Working from the line that contains "Target — stone wall" down to the last line below, repeat each line exactly.
** Start of EXERCISE MATERIAL **
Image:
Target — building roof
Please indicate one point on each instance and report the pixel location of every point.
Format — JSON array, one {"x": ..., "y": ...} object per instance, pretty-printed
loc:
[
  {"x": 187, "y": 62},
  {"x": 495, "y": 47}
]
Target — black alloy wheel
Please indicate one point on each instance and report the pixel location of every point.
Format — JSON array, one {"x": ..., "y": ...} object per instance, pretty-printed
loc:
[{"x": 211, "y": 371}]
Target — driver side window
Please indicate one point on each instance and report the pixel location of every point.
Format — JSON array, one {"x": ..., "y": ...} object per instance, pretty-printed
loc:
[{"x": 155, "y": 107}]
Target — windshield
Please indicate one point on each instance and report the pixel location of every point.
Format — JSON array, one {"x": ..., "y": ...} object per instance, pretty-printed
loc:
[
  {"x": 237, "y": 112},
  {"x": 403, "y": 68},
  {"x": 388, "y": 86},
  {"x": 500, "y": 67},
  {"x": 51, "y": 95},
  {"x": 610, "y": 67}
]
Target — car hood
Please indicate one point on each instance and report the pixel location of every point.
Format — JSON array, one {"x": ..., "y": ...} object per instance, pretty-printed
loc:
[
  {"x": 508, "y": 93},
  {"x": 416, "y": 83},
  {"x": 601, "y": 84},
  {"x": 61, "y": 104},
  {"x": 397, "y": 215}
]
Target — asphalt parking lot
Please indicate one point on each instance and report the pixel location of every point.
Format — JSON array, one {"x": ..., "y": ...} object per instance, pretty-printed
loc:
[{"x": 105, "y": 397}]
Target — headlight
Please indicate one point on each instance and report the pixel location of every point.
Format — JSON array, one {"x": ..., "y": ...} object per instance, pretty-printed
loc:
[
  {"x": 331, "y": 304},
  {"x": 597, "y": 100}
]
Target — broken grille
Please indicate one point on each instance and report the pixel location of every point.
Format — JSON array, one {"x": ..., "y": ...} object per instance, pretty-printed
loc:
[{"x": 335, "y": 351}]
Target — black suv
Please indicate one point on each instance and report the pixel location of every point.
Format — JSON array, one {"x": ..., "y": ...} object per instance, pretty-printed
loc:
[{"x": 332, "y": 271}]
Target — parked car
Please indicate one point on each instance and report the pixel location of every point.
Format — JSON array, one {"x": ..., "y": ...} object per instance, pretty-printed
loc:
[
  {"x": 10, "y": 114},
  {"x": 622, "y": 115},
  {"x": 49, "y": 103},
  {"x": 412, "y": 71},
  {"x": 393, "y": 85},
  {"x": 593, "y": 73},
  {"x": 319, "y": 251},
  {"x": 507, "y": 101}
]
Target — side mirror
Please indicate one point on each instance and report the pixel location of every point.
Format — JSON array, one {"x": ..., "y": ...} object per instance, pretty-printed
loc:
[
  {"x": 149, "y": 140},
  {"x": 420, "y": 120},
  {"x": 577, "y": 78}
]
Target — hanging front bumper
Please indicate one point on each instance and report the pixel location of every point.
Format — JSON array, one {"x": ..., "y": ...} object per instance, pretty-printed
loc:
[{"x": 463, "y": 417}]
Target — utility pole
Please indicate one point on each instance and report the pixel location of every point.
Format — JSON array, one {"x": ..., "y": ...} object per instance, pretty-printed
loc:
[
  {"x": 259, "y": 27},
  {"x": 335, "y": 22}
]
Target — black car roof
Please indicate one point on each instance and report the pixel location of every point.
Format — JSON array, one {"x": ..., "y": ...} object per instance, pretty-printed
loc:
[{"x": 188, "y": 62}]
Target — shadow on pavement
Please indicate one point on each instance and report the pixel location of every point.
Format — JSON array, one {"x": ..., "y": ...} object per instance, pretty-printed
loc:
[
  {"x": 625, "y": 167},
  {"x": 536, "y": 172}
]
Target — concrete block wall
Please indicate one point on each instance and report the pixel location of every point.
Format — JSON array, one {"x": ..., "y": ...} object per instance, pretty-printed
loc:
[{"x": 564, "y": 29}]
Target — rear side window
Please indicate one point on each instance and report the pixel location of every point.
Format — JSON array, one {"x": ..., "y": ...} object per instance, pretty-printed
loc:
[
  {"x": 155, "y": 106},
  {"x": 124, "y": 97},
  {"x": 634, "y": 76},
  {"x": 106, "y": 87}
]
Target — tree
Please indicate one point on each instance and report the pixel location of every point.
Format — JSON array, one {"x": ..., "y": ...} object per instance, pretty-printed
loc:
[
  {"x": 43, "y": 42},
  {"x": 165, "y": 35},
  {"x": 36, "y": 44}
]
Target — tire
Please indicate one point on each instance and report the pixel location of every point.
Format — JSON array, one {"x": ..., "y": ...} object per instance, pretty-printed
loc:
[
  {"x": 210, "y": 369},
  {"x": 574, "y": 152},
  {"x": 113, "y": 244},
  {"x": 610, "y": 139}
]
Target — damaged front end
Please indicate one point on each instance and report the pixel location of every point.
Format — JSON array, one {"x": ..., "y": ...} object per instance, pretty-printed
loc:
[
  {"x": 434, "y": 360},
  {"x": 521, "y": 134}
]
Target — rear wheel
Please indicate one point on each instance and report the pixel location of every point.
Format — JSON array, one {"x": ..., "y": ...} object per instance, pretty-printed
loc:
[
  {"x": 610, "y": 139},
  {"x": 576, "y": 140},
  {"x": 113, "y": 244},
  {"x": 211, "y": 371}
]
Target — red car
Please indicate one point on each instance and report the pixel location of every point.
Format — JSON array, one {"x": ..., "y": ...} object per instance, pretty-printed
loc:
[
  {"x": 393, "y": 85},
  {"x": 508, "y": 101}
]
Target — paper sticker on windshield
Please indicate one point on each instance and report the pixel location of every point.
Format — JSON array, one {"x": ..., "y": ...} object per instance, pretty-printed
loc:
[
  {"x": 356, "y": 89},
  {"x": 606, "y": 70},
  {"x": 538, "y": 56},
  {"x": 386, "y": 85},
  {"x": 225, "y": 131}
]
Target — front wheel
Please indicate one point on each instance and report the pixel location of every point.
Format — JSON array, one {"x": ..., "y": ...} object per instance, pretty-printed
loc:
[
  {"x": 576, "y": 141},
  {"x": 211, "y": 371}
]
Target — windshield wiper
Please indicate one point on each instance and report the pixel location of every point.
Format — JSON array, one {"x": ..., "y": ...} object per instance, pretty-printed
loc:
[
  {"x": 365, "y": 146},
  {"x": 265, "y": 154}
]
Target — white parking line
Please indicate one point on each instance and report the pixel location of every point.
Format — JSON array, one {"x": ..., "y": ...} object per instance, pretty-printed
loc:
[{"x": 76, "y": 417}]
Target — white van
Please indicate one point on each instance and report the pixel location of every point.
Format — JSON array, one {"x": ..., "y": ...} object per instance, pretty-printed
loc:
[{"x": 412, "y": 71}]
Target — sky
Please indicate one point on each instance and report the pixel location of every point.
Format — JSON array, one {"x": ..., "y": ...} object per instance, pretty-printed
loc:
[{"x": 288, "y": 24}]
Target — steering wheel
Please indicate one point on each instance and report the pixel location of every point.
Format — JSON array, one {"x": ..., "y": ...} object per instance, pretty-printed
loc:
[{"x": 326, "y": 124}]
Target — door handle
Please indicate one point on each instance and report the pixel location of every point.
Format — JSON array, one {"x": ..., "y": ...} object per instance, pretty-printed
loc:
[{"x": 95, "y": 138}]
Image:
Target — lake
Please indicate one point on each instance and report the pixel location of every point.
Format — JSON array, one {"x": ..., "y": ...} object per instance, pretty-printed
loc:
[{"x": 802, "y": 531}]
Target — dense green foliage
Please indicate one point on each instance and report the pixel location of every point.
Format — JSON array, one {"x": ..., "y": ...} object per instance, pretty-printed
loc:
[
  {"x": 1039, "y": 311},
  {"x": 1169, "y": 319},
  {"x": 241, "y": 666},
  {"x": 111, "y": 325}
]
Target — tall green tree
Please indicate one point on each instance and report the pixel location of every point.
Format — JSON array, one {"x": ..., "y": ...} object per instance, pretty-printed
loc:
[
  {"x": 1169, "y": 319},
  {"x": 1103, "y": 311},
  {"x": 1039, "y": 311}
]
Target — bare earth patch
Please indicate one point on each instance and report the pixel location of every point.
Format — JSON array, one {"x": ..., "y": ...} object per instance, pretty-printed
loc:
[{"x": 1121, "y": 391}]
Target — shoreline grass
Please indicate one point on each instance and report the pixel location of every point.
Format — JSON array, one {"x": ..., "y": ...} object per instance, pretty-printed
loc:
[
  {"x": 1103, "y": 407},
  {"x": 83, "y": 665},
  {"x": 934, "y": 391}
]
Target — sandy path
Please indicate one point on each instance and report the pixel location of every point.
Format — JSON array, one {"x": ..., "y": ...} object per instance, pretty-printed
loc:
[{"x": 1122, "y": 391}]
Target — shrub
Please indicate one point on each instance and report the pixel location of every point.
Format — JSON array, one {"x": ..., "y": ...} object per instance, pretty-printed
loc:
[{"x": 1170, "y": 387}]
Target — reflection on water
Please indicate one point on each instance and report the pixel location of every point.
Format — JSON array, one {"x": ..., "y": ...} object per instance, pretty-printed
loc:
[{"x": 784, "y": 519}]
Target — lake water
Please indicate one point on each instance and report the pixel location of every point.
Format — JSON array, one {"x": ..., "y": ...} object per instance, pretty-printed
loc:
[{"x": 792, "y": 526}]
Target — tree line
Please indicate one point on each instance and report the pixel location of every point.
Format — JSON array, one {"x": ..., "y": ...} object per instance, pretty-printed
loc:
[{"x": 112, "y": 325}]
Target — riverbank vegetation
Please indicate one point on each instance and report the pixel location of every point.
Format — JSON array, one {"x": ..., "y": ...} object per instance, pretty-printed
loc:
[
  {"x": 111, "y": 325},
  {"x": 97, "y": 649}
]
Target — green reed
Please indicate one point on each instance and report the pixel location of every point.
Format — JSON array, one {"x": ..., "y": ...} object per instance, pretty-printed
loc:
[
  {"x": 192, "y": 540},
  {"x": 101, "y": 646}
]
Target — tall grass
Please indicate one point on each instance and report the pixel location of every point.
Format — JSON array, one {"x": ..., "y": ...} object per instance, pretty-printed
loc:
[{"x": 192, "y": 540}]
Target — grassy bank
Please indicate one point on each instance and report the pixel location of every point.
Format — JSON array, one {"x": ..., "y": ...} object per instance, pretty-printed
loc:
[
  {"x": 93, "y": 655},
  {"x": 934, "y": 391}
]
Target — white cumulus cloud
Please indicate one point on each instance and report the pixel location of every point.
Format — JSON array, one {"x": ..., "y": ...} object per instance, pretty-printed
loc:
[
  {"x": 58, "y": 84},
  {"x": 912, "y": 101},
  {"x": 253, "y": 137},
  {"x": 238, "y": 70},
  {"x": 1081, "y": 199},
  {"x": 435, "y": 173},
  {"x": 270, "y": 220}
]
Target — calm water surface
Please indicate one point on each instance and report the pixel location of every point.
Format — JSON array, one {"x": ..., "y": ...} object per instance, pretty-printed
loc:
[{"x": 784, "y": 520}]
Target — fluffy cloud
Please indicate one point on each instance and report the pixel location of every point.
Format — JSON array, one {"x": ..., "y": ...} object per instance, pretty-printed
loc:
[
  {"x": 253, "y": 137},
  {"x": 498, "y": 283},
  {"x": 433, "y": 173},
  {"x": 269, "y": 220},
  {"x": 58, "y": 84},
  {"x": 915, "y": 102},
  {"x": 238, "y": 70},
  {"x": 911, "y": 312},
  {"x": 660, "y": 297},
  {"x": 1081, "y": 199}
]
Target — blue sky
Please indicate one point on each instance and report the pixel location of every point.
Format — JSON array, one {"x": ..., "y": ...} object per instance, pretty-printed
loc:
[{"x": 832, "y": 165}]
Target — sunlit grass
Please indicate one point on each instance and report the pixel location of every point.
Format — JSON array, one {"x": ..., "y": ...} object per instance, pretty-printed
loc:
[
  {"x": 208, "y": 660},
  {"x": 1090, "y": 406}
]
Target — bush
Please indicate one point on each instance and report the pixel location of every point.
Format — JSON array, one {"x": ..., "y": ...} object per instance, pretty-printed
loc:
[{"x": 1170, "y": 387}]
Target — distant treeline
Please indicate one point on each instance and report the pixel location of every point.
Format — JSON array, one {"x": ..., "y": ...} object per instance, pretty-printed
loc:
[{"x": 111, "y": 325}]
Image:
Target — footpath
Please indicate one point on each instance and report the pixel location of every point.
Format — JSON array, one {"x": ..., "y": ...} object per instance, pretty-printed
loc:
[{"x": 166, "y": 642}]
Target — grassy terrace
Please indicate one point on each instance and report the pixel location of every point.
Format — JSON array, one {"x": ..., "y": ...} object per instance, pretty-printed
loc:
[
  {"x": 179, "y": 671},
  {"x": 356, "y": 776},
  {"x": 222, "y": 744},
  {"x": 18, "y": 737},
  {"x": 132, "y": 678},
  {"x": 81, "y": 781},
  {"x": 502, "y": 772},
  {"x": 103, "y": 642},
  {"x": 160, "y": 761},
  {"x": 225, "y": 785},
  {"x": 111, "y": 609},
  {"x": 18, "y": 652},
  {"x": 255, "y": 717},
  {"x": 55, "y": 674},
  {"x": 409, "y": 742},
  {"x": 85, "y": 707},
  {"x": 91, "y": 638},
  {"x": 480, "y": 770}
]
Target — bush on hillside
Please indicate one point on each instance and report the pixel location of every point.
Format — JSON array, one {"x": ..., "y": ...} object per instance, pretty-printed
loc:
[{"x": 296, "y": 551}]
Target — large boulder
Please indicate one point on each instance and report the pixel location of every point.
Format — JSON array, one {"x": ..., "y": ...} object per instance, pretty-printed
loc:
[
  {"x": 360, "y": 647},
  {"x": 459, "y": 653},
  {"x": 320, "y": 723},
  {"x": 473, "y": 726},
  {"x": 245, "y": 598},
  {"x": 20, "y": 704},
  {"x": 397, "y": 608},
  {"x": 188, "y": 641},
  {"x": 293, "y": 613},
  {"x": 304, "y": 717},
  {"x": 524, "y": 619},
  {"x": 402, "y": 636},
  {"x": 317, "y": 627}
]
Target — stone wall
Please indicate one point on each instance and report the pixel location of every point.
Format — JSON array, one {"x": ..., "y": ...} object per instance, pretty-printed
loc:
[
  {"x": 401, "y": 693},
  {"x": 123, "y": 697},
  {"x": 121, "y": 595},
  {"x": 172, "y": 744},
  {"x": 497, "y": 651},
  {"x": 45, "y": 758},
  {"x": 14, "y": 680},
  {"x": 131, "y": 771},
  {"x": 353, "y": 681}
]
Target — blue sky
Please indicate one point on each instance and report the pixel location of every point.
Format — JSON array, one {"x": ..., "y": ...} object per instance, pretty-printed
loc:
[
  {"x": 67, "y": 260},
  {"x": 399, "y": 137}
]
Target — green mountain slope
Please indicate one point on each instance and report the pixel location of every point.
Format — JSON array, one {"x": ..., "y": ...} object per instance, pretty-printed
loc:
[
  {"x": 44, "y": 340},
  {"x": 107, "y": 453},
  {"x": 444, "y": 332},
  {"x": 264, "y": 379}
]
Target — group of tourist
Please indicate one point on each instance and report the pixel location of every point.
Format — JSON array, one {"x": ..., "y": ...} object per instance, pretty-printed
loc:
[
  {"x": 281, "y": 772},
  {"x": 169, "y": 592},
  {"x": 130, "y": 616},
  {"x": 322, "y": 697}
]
** End of EXERCISE MATERIAL **
» FULL RESPONSE:
Target — stone wall
Please indicate one point on each instance and report the pixel location of every point.
Format — JSON array, one {"x": ..., "y": ...} object per instance, pretty-printed
loc:
[
  {"x": 401, "y": 693},
  {"x": 123, "y": 697},
  {"x": 121, "y": 595},
  {"x": 172, "y": 744},
  {"x": 497, "y": 651},
  {"x": 45, "y": 758},
  {"x": 14, "y": 680},
  {"x": 131, "y": 771},
  {"x": 353, "y": 681}
]
Target — blue sky
Please indicate one point on each instance and report the pixel location of every point.
Format — JSON array, one {"x": ..., "y": ...} object per instance, pretty-printed
loc:
[
  {"x": 67, "y": 260},
  {"x": 399, "y": 137}
]
Target — green mountain slope
Please indicate one point on each instance and report the pixel location of every point.
Format — JSON array, one {"x": ..., "y": ...} object per instance, pretty-printed
loc:
[
  {"x": 44, "y": 340},
  {"x": 107, "y": 453},
  {"x": 444, "y": 332},
  {"x": 264, "y": 379}
]
Target — group of tourist
Please indicate one point on each instance and report the pixel location of every point.
Format — JSON array, one {"x": ..., "y": ...} object per instance, pretty-printed
loc:
[
  {"x": 281, "y": 772},
  {"x": 169, "y": 592},
  {"x": 130, "y": 616},
  {"x": 322, "y": 697}
]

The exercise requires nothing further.